## TEXT EXCERPT
We need courageous action on the climate emergency, and, as Toronto Centre’s NDP MP, I would be a strong voice for climate action in Parliament.

Building Social Justice for Canada and the World

Every day, I see stories of Palestinians dying, and also surviving with great resilience in Gaza—surviving under constant bombardment, without adequate food, without access to a functional health care system. The images of starving children and broken families tell a horrific story. I feel shame and sadness at the complicity of the Canadian government in the ongoing genocide, shame at Canada’s ongoing support for the state of Israel, and deep shame at my own personal inability to end the suffering.

The motion brought forward by the NDP last week, while significantly watered down by the Liberals, includes important provisions that will provide immediate relief to people on the ground in Gaza. We can now hold the government accountable for a ceasefire, for provision of humanitarian aid, and for an arms embargo. Significantly, the NDP motion has also forced Canada to recognize ICC and ICJ decisions on Israel and Palestine—a complete reversal of Canada’s previous position.

Nevertheless, we need stronger action. As a Jewish person and health professional, I have worked with IfNotNow Toronto and the Health workers Alliance for Palestine to advocate for stronger action. Canada must cease all arms shipments, including previously signed contracts and shipments of technology used in weapons manufacturing. Canada must end its racist restriction on the number of Palestinian refugees permitted into Canada from Gaza—currently limited to just 1000.

And Canada must support freedom for all people living in Israel-Palestine and must advocate for an end to the Israeli apartheid regime.

Keeping Public Services Public

As a family doctor working for nearly a decade in Toronto Centre, I have a front row seat to the troubles in our healthcare system. What we have is so far from what Tommy Douglas envisioned.

I see people every day who are suffering because we don’t have access to universal pharmacare, or dental care, or assisted devices, or interpreters in health clinics, or physiotherapy, or psychotherapy.

All of these are critical pieces of a comprehensive health care system, one that would actually help people to get and stay healthy. We need all levels of government actively at the table to put the health of Canadians first.

## DATASET CONTENT
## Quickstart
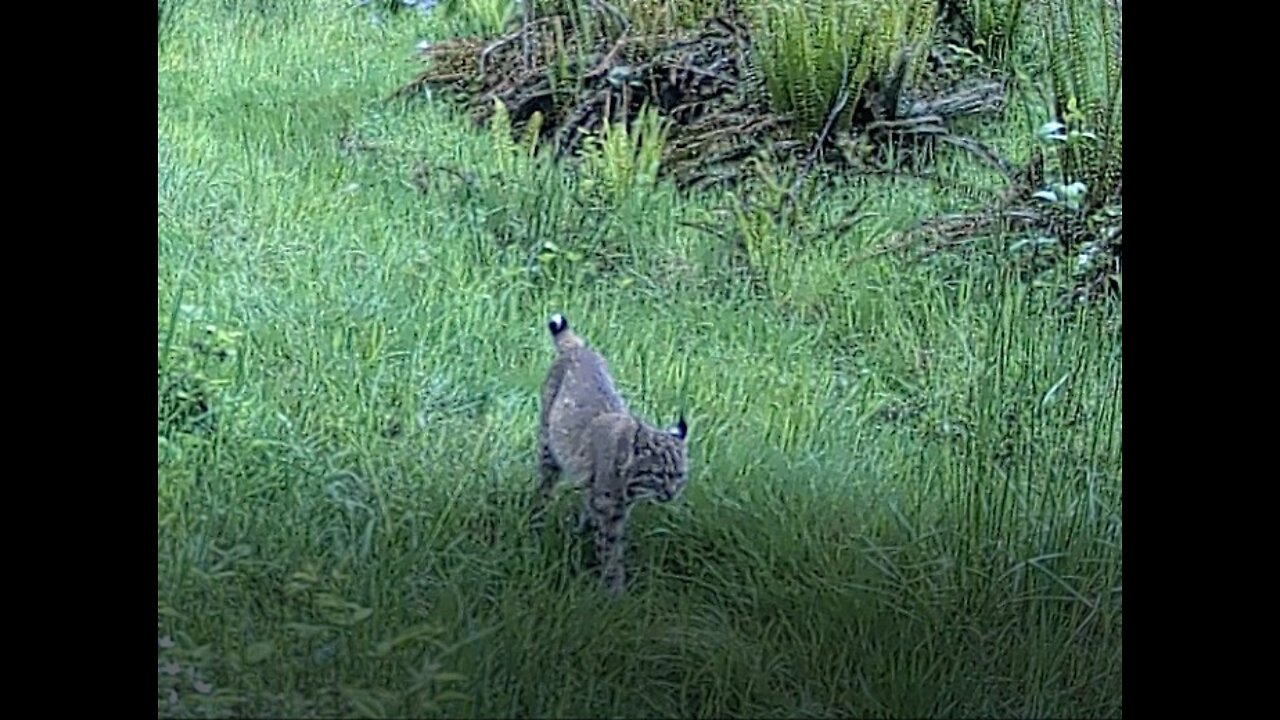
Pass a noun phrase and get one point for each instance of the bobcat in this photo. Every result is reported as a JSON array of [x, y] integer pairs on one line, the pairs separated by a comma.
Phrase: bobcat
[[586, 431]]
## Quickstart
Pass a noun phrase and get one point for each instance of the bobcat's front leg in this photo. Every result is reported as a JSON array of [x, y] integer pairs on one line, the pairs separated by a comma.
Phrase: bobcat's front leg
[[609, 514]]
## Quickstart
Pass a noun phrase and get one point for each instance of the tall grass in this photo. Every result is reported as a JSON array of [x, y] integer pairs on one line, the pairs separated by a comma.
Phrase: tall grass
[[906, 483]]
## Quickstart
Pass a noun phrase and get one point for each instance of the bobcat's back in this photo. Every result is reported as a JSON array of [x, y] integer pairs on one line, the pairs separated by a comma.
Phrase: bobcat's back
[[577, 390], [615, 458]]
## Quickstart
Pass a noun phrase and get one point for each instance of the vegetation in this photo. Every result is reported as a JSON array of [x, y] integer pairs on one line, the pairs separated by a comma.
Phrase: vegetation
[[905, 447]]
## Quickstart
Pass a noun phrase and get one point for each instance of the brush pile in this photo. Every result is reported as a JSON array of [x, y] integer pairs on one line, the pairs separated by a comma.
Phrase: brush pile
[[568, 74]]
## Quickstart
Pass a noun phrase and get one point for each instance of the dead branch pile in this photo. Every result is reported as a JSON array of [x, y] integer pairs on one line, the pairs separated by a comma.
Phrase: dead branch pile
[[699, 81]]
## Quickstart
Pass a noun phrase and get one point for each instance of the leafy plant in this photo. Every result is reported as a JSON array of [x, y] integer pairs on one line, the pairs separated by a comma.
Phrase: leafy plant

## YOUR TASK
Continue the NDP campaign statement from its last sentence. The data comes from a different source than the text.

## OUTPUT OF THE TASK
We need to put a greater emphasis on health promotion and disease prevention, and comprehensive multidisciplinary chronic disease management. We would even save money, for example, if patients had universal access to physiotherapy and we prevented reliance on harmful pain medication and the need for surgical interventions.

Time and time again, it has been shown that access to primary care has been proven to improve health and save the health system money. Canadians across the country are begging for leadership on this issue as they wait years for access to a family doctor.

The NDP is the only federal party proposing solutions to our health care crisis. I have a patient who missed several months of diabetes medications because she started a part-time job. She was no longer eligible for ODSP, but had neither drug benefits or the salary to pay for her medications out of pocket. The new NDP drug plan starts to address this shortcoming. Whether you pay thousands of dollars annually for the treatment your doctor prescribes should not be at the whim of your employer. No one should be without life saving medication

Being a family doctor is such a privilege and a pleasure. For me, it is an enactment of solidarity, to listen to a person’s story of suffering, and walk with them through diagnosis and treatment. I see families together, and am a witness to the beautiful ways that humans support one another.

I imagine my approach to being a Member of Parliament will be an extension of my work as a family doctor. I relish the opportunity to develop relationships with even more community members and bring their concerns to Ottawa. The skills are very similar - to listen, assess, problem-solve, and work in solidarity.

My first political prescription is an NDP MP for Toronto Centre!